- Objectif de l'exercice:
Recopiez intégralement, sans la moindre modification, l'extrait choisi sur le partage de l'autorité parentale entre quatre adultes.

Récemment d’ailleurs, le 7 janvier dernier, le Juge aux Affaires Familiales près le Tribunal Judiciaire de Paris a validé deux demandes de délégation à propos du partage de l’autorité parentale entre quatre adultes. Il s’agissait d’un couple d’hommes d’un côté et d’un couple de femmes de l’autre, amis, qui, ensemble, ont eu des enfants. L’un des hommes a eu un premier enfant avec l’une des femmes, tandis que l’autre homme a eu un second enfant avec l’autre femme. Les enfants étaient élevés depuis leur naissance par les quatre adultes.

- Données enregistrées:
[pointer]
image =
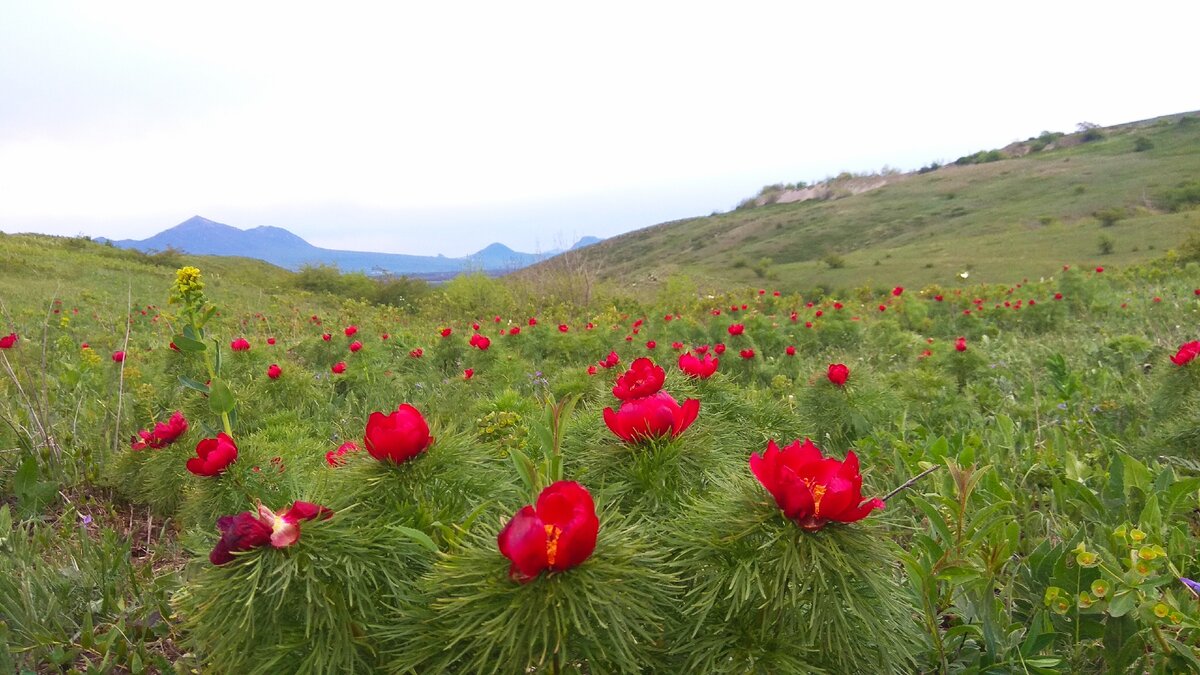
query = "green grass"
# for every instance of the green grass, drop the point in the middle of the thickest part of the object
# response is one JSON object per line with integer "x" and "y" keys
{"x": 1012, "y": 219}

- Résultat attendu:
Récemment d’ailleurs, le 7 janvier dernier, le Juge aux Affaires Familiales près le Tribunal Judiciaire de Paris a validé deux demandes de délégation à propos du partage de l’autorité parentale entre quatre adultes. Il s’agissait d’un couple d’hommes d’un côté et d’un couple de femmes de l’autre, amis, qui, ensemble, ont eu des enfants. L’un des hommes a eu un premier enfant avec l’une des femmes, tandis que l’autre homme a eu un second enfant avec l’autre femme. Les enfants étaient élevés depuis leur naissance par les quatre adultes.